_MATERIAL PROVIDED_
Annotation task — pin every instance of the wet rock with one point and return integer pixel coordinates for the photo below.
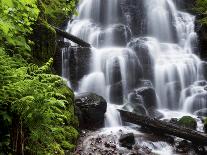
(145, 83)
(139, 110)
(92, 109)
(203, 67)
(76, 63)
(135, 98)
(173, 120)
(121, 36)
(127, 140)
(201, 83)
(135, 18)
(201, 30)
(115, 72)
(173, 94)
(201, 113)
(199, 101)
(116, 93)
(205, 125)
(149, 96)
(144, 57)
(188, 122)
(185, 5)
(182, 146)
(152, 112)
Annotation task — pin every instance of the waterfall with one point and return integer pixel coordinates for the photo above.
(125, 63)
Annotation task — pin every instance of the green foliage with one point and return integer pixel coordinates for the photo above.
(43, 104)
(36, 107)
(188, 122)
(16, 18)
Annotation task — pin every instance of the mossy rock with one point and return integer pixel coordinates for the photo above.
(205, 125)
(44, 37)
(188, 122)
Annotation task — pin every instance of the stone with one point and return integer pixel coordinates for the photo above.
(127, 140)
(135, 98)
(144, 57)
(185, 5)
(187, 122)
(152, 112)
(199, 101)
(201, 112)
(149, 96)
(93, 108)
(140, 110)
(182, 146)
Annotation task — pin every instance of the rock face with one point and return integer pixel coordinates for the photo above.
(92, 109)
(201, 30)
(144, 57)
(116, 93)
(201, 113)
(76, 63)
(127, 140)
(135, 18)
(121, 36)
(149, 96)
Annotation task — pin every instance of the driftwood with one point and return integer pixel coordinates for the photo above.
(72, 37)
(165, 127)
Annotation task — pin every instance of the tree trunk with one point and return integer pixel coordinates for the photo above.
(165, 127)
(72, 37)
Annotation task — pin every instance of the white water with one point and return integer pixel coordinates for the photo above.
(115, 68)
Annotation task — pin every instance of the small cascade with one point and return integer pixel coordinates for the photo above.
(138, 70)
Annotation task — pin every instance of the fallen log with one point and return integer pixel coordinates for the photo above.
(165, 127)
(72, 37)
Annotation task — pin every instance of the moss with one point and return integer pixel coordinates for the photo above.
(188, 122)
(44, 37)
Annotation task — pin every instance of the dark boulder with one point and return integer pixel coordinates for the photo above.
(152, 112)
(135, 98)
(127, 140)
(92, 109)
(188, 122)
(182, 146)
(201, 113)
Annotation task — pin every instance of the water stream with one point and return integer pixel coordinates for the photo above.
(161, 58)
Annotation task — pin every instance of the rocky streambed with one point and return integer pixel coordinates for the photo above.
(95, 139)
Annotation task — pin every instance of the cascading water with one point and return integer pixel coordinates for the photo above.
(123, 63)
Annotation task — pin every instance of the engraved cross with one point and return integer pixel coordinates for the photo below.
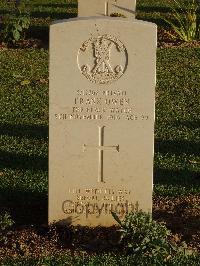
(101, 148)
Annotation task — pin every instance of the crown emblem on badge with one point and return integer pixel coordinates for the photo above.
(102, 59)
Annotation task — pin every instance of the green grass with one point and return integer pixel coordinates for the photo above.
(102, 260)
(24, 129)
(43, 12)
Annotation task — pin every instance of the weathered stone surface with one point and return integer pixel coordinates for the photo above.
(88, 8)
(102, 81)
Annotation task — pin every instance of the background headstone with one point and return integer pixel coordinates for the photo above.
(88, 8)
(102, 82)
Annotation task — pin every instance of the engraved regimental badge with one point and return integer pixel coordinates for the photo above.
(102, 59)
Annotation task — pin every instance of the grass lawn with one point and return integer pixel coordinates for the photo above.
(24, 137)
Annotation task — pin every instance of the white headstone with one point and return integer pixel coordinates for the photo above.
(102, 81)
(88, 8)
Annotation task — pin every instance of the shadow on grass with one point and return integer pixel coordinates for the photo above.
(158, 20)
(180, 176)
(53, 15)
(67, 5)
(151, 9)
(177, 147)
(22, 161)
(30, 131)
(176, 177)
(25, 207)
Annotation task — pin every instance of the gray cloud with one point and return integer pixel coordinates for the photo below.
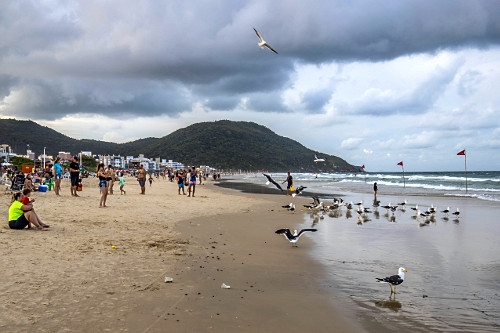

_GIVEN PROBLEM_
From the records, list each line that contains the word "white" and leave out every other line.

_EXERCISE SOLUTION_
Annotation task — pin every instance of the white water with one point and return integer pixel coordinates for the photo above.
Annotation task — pin every instance of the white headstone with one point and return integer pixel coordinates for the photo above.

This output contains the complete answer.